**Task goal:** Render the lines as a numbered list, beginning with the line containing "trace --target=limestone cliff" and running through the end of the entries, leaving out any blank lines.

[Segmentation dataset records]
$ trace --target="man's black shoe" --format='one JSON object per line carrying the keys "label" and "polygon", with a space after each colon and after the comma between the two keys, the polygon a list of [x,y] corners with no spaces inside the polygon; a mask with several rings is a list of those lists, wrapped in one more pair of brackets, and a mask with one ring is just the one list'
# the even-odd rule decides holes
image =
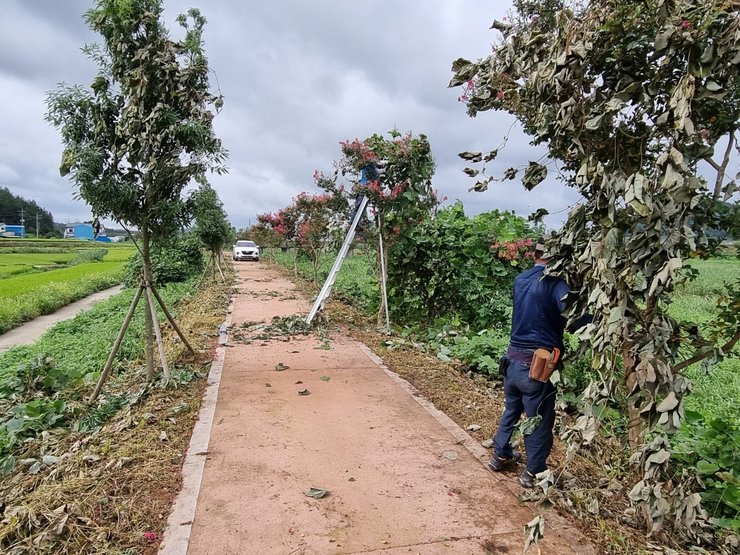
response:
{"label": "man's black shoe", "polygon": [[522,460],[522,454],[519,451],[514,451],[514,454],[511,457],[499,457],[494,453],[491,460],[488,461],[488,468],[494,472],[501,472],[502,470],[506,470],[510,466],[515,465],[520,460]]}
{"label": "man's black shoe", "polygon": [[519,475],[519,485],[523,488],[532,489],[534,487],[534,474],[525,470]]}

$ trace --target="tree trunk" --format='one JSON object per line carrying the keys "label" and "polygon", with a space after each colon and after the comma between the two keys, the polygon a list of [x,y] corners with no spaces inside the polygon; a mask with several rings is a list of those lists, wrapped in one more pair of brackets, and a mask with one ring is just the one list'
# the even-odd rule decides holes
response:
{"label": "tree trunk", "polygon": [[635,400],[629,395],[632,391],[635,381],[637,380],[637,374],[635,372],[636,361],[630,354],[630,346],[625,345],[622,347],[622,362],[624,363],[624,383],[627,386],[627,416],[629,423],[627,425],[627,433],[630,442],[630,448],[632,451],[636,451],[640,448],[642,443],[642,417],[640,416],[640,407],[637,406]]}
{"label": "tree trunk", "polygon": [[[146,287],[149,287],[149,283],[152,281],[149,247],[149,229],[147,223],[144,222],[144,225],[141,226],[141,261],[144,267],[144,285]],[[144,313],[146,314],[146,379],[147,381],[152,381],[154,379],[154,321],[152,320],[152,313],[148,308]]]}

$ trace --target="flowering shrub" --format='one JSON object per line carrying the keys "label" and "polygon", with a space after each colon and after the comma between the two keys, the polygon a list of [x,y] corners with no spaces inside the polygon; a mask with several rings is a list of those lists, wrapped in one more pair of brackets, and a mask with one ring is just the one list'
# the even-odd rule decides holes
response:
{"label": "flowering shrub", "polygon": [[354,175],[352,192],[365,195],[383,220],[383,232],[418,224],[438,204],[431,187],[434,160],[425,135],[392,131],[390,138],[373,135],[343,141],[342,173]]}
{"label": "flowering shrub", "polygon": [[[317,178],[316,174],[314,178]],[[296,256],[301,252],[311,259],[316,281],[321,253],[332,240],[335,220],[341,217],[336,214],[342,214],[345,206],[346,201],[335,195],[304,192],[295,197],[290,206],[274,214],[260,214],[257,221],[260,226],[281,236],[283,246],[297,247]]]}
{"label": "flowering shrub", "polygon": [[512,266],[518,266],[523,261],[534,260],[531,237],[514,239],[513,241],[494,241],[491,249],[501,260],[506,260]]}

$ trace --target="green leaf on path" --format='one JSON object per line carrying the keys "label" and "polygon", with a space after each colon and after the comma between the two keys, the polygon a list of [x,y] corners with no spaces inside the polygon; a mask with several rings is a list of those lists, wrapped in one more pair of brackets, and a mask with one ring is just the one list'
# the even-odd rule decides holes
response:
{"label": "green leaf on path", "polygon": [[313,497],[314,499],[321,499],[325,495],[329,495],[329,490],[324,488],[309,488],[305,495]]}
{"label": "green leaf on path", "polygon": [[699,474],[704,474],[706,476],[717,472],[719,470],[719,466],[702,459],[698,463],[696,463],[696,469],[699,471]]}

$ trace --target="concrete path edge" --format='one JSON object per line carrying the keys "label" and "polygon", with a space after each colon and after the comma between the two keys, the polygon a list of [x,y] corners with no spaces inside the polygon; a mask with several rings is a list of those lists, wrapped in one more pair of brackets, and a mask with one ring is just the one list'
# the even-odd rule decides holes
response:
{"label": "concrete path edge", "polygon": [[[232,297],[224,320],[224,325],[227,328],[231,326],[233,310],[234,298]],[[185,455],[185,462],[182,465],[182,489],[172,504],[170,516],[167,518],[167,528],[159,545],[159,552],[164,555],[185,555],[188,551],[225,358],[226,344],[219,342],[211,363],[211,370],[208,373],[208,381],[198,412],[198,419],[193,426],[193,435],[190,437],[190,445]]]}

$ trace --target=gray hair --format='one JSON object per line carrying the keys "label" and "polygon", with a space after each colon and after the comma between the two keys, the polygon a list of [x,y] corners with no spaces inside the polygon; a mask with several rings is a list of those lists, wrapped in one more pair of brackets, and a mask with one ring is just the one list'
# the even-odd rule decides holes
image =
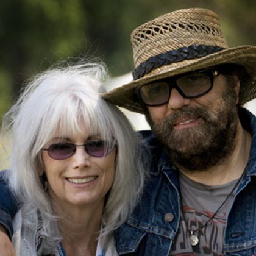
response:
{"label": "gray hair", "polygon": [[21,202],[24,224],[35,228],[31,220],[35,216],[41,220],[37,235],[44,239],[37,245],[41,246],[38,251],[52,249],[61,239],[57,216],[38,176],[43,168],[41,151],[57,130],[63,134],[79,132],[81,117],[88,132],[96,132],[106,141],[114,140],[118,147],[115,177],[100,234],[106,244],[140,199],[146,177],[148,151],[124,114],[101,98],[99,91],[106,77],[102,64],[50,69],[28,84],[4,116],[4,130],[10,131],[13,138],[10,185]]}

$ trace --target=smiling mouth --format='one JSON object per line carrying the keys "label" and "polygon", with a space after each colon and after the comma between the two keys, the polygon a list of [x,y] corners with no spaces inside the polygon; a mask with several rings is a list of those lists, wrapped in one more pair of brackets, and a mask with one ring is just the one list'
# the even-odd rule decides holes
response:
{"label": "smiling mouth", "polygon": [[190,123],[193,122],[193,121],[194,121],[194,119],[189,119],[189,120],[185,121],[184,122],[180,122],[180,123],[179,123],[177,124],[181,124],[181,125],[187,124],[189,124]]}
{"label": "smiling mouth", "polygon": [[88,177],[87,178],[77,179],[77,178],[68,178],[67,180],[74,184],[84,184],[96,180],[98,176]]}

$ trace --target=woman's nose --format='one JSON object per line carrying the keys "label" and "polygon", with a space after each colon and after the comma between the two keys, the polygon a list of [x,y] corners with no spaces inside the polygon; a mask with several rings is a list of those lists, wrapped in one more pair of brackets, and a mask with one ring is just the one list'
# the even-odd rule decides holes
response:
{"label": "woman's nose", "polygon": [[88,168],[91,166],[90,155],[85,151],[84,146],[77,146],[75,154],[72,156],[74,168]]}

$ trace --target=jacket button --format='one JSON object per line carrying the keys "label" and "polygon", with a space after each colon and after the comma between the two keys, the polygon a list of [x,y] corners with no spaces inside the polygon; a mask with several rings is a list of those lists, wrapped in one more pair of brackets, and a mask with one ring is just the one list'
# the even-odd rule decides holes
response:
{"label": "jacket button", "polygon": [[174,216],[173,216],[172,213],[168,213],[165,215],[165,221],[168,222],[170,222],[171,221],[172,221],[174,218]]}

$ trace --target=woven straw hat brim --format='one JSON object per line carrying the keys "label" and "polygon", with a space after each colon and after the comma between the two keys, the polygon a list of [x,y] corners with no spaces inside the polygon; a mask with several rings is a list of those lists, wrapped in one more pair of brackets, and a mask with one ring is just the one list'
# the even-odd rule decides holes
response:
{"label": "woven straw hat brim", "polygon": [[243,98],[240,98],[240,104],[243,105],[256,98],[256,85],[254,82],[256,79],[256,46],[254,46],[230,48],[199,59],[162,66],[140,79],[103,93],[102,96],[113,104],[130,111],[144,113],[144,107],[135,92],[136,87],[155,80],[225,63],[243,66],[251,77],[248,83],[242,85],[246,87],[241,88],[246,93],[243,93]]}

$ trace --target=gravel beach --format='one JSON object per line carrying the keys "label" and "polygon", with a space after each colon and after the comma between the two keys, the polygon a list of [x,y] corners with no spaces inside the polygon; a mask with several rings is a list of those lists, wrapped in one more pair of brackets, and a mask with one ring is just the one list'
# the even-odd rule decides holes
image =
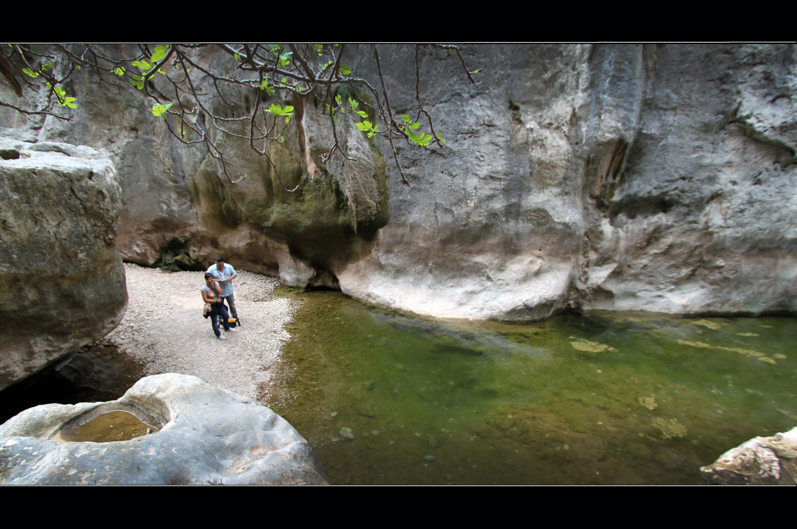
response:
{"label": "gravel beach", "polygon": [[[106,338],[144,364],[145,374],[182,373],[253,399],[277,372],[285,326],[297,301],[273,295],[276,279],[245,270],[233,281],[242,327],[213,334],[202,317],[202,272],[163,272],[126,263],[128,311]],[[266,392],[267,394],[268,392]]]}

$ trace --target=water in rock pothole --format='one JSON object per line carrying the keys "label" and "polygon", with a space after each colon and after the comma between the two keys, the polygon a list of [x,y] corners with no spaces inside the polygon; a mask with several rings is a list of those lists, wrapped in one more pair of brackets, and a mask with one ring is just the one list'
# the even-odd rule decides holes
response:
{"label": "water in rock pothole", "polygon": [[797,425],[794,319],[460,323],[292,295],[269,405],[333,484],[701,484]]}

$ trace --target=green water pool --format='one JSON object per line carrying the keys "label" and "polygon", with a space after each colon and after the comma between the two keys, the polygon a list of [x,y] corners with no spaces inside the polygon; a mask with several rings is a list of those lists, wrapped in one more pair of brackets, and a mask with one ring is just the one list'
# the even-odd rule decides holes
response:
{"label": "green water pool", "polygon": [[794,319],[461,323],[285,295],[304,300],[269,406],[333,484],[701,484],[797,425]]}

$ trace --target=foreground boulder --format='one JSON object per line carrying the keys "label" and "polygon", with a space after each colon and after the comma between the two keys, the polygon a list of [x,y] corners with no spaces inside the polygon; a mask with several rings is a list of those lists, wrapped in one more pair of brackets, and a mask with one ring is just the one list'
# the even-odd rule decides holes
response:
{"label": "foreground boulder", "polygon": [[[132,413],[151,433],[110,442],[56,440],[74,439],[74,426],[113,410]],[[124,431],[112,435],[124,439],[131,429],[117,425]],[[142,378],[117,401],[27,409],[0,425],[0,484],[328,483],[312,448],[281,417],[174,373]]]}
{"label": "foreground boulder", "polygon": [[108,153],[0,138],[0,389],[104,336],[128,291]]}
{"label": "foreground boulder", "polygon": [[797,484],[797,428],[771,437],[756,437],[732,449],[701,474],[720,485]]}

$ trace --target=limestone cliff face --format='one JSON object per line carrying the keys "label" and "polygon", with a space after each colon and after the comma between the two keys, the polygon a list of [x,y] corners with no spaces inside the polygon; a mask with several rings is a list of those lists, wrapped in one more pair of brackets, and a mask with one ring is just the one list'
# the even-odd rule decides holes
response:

**Result for this task:**
1. $ trace --target=limestone cliff face --format='one JSON object per line carrying the keys "label" and "polygon", with a space after each colon and after the comma between the two keys, the polygon a list of [x,y] corners with no spaces inside the polygon; a mask with several rings is a list of those lists, wrapped in one more pair of brackets, and a mask with one ring is just the one list'
2. # the even-odd rule decides holes
3. response:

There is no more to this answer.